WHAT TO WORK ON: For the records that follow, please set down exactly the lines between the one holding "Target: golden brown crust" and the one holding "x=199, y=15", inclusive, and only those.

______________________________

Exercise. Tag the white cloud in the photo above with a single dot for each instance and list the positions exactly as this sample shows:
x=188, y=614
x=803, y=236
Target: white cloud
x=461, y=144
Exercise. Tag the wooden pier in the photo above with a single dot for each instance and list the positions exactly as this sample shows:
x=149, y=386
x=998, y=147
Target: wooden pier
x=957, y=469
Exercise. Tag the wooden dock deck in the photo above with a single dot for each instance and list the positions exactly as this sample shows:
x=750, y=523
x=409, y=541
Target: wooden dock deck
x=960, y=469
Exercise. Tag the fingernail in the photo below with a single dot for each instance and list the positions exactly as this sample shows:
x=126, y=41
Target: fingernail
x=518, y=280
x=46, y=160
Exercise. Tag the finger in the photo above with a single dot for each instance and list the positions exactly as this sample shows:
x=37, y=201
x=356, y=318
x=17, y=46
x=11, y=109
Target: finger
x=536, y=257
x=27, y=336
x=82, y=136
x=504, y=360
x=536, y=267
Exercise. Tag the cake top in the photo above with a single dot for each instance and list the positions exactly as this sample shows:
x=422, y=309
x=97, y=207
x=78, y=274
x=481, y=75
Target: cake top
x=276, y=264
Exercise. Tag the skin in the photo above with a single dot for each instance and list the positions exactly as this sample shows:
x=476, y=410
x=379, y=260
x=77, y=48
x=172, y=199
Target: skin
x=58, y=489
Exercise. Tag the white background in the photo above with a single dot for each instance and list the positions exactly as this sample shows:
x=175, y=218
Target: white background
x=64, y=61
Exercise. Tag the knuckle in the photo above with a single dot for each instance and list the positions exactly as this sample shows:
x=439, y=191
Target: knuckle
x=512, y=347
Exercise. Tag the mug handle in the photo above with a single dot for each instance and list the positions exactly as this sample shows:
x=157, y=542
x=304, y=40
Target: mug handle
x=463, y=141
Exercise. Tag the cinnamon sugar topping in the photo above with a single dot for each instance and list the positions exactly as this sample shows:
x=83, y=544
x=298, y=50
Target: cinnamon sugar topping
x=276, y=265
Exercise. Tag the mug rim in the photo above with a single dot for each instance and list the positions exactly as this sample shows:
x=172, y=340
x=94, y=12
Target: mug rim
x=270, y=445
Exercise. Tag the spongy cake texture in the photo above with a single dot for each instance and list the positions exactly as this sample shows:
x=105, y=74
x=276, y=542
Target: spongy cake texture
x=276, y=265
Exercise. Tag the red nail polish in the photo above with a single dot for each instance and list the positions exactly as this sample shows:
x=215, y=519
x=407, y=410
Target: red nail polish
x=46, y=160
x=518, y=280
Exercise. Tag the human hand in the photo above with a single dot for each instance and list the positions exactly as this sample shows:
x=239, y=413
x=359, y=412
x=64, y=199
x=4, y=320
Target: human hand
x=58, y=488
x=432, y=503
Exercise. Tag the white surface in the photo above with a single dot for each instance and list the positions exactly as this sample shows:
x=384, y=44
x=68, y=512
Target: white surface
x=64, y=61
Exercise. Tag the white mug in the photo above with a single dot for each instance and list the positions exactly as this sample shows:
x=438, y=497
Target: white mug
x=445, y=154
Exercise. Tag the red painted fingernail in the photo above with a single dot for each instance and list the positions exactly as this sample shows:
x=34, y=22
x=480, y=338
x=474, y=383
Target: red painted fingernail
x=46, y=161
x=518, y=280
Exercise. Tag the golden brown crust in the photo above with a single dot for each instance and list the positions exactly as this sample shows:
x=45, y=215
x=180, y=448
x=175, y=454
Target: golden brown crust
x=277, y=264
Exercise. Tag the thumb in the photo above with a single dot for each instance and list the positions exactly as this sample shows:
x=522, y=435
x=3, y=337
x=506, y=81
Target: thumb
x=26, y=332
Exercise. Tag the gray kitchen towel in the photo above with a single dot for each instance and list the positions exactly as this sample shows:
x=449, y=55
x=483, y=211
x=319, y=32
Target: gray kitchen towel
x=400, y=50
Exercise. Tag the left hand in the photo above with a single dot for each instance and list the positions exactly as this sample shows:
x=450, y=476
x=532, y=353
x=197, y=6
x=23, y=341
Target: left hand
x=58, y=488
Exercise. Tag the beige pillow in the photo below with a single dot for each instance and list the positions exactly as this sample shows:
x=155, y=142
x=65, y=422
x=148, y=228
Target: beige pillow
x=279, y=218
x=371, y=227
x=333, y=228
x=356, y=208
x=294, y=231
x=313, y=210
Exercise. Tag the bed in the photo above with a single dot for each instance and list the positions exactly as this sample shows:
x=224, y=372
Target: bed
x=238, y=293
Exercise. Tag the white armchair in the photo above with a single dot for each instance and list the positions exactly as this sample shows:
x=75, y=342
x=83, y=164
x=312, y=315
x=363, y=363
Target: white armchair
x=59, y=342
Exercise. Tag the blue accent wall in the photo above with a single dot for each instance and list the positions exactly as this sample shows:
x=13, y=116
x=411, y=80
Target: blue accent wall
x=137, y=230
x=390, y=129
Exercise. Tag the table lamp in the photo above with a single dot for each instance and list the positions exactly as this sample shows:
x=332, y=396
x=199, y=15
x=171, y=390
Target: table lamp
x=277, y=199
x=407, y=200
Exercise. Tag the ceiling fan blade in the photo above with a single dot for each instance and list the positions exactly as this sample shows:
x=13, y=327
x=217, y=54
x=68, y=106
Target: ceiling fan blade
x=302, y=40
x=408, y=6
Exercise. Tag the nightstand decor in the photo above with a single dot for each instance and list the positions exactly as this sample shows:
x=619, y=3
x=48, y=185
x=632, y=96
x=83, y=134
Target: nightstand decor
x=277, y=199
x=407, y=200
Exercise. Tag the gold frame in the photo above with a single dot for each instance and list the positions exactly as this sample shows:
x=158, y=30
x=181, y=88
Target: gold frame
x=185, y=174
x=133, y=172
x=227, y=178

______________________________

TASK RESPONSE:
Target: golden brown crust
x=277, y=264
Exercise. Tag the thumb in the photo above with a single dot for each instance and list the positions exactly as this sample shows:
x=522, y=435
x=3, y=337
x=506, y=81
Target: thumb
x=26, y=332
Exercise. Tag the gray kitchen towel in the photo above with a single dot for each instance and list the positions exactly as this sample shows:
x=449, y=55
x=483, y=211
x=319, y=32
Target: gray kitchen towel
x=400, y=50
Exercise. Tag the left hand in the photo above with a single dot for each instance and list the positions exactly as this sample shows:
x=450, y=476
x=532, y=353
x=197, y=6
x=23, y=341
Target: left hand
x=58, y=488
Exercise. Tag the beige pillow in the photo below with a single dot for each instance and list the positions exactly as this sample shows:
x=155, y=142
x=65, y=422
x=148, y=228
Target: beige pillow
x=279, y=218
x=371, y=227
x=333, y=228
x=356, y=208
x=294, y=231
x=313, y=210
Exercise. Tag the bed in the photo above with a single dot for each instance and list the positions exactly as this sample shows:
x=224, y=372
Target: bed
x=238, y=293
Exercise. Tag the white armchair in the photo above with a single dot for each instance and list the positions exactly as this sample shows:
x=75, y=342
x=83, y=164
x=312, y=315
x=363, y=363
Target: white armchair
x=59, y=342
Exercise. Tag the blue accent wall in the photo above with a single dot for each instance and list the positions exactly as this sample shows:
x=13, y=116
x=411, y=80
Target: blue accent wall
x=137, y=230
x=390, y=129
Exercise. Tag the table lamp in the photo above with a single dot for each instance and list the positions exactly as this sample shows:
x=332, y=396
x=199, y=15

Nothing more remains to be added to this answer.